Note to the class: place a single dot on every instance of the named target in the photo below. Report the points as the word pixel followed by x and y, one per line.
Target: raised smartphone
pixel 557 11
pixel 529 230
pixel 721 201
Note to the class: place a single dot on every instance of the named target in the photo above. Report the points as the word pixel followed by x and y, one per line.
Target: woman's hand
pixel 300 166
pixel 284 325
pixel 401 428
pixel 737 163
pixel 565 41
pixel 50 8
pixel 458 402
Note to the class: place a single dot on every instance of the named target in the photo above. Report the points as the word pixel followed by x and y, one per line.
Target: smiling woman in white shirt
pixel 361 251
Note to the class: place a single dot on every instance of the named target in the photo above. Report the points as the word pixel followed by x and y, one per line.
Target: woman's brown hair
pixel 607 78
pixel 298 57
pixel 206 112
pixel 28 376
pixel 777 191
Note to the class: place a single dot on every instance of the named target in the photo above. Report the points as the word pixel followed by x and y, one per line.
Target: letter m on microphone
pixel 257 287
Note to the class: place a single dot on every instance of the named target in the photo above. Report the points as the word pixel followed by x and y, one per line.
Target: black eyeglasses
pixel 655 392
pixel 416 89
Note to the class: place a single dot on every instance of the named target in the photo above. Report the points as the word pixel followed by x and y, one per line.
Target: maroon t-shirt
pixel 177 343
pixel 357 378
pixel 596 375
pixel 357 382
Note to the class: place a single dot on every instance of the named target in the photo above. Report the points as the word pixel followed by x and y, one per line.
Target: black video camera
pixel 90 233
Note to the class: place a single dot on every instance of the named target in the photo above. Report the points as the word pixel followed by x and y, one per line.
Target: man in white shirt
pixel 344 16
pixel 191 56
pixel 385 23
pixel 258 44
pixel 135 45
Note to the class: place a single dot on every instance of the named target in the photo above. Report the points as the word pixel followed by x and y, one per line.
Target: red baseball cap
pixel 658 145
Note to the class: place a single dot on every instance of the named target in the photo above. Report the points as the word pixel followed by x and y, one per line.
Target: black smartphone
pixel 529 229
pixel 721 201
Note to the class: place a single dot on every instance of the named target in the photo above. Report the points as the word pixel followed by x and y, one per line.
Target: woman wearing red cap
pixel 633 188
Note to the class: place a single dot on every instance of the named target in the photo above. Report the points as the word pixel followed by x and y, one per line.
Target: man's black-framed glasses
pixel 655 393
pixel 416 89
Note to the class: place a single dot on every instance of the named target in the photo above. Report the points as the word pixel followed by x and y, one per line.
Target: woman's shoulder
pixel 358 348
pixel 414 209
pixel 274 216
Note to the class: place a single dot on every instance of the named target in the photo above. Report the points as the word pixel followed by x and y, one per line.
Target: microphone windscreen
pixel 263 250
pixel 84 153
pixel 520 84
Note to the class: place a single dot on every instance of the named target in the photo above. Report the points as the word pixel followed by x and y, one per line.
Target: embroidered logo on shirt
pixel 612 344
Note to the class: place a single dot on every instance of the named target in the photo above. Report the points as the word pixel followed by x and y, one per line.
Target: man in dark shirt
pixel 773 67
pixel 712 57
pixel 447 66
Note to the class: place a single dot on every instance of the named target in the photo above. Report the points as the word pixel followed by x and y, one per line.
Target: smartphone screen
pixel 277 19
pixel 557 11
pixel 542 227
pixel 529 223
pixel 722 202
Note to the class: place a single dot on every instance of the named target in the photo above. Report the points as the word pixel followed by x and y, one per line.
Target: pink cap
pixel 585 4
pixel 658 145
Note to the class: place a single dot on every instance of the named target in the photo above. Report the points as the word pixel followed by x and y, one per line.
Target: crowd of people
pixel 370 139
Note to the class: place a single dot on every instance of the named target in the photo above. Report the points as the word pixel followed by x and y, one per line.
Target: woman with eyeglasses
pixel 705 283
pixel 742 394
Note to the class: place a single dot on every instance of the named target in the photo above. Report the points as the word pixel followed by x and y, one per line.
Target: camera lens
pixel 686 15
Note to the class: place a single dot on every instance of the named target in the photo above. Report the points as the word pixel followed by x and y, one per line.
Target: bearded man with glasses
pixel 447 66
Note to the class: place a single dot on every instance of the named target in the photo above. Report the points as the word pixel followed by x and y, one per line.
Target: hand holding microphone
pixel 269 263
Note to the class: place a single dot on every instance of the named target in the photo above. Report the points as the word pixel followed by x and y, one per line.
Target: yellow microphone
--
Instruction:
Reproduce the complete set of lines precisely as supplied.

Task solution:
Note to the class: place a single dot on every instance of the named target in the photo below. Report the points as the word pixel followed by x and y, one per line.
Target: raised smartphone
pixel 557 11
pixel 529 230
pixel 721 201
Note to the class: place a single dot on every instance of the named target in the photo above. Report the points as the word pixel followed by x and y, one per line.
Target: woman's hand
pixel 300 166
pixel 284 325
pixel 401 428
pixel 737 163
pixel 565 41
pixel 50 8
pixel 458 402
Note to the class: place a single dot on every instance of the named target in the photo above. Report the points as the word pixel followed by x and y, one per line.
Target: smiling woman in white shirt
pixel 361 251
Note to the class: place a single dot on every instance of the named target in the photo above. Report the points as the word pixel followed by x and y, one per line.
Target: woman's brown hair
pixel 607 78
pixel 298 57
pixel 206 112
pixel 28 376
pixel 777 191
Note to the class: place a single dot on every instance of the named target in the photo above. Report the points as the word pixel followed by x and y, one per line.
Target: letter m on microphone
pixel 257 287
Note to the class: place a single dot on every instance of the named target in the photo above. Report the points as the word pixel followed by x and y, one per line.
Target: black eyeglasses
pixel 655 392
pixel 416 89
Note to the class: place a single dot on every instance of the named target in the photo above. Report the points as the word pixel followed by x and y, one per line.
Target: maroon t-shirt
pixel 177 343
pixel 357 378
pixel 596 375
pixel 357 382
Note to the class: place a single dot on every instance of the named target in the photo above. Report the points as the word pixel followed by x and y, one per line.
Target: black video camera
pixel 90 233
Note to the class: place a single dot on every instance of the named target in the photo above. Report the points as the word pixel followed by x and y, one per line.
Target: man in white shirt
pixel 344 16
pixel 191 56
pixel 385 23
pixel 258 44
pixel 135 45
Note to the class: place a single dot on every instance of the named target in the photo above. Report the points as the word pixel followed by x and y, one per line.
Target: red baseball cap
pixel 658 145
Note to the class: place a single dot on every instance of the named target in the photo above. Report the points as the word pixel followed by x and y, one per line.
Target: black smartphone
pixel 529 229
pixel 721 201
Note to the class: place a single dot on every instance of the named target in the photo above. Report the points as the word pixel followed by x and y, one per line.
Target: woman wearing red cap
pixel 633 188
Note to the class: place a single dot on every instance of the named target in the photo above. Report the points as the word pixel followed by x and y, one per line.
Target: man's black-framed glasses
pixel 655 393
pixel 416 89
Note to the class: place a single dot on every instance of the named target in the photo above. Report the points as the word pixel followed by x and y, one per line.
Target: woman's shoulder
pixel 358 348
pixel 414 209
pixel 274 216
Note to the class: place a single dot on every instance of the named target in the photo above. Report the points as the word pixel followed by x and y, one per line.
Target: microphone windscreen
pixel 263 250
pixel 84 153
pixel 520 84
Note to the class: place a single dot on every instance of the named target in the photo above. Report the points as the word pixel followed by x and y, one per line.
Target: embroidered logo on shirt
pixel 612 344
Note to the class: place a single dot on every instance of the named target in the photo above. Report the points as the word pixel followed by x and y, one per line.
Target: man in dark shirt
pixel 773 67
pixel 712 57
pixel 447 66
Note to the class: place a single dot on every instance of the named target in the photo above. Report the points as the word pixel followed by x and y, one per line.
Target: smartphone screen
pixel 277 19
pixel 557 11
pixel 542 227
pixel 529 223
pixel 722 202
Note to the class: place a single dot on every instance of the named target in the photo above. Report the points as the word pixel followed by x and y, one per line.
Target: pink cap
pixel 585 4
pixel 658 145
Note to the class: place a single dot on every instance of the named target in the photo above. Report the points as the word pixel followed by x and y, one per line.
Target: crowd of people
pixel 370 139
Note to the class: place a single dot on every instance of the named target in the photo above. Report the points as the word pixel followed by x and y, one per line.
Target: woman with eyeglasses
pixel 705 283
pixel 742 394
Note to the class: place a single dot on every instance of the named target in the photo above. Report the points as the word pixel followed by x and y, one per line.
Target: camera lens
pixel 686 15
Note to the class: place a single dot on every instance of the named target in the photo above. Report the points as the word pixel followed by x and y, one per line.
Target: bearded man with glasses
pixel 447 66
Note to the class: place a single dot on every instance of the named target in the photo above. Report the points as the word pixel followed by x and y, one per line.
Target: hand holding microphone
pixel 269 263
Note to the class: place a single dot on every instance of the named target in the photo above. Report the points as the word pixel followed by x and y, one per line.
Target: yellow microphone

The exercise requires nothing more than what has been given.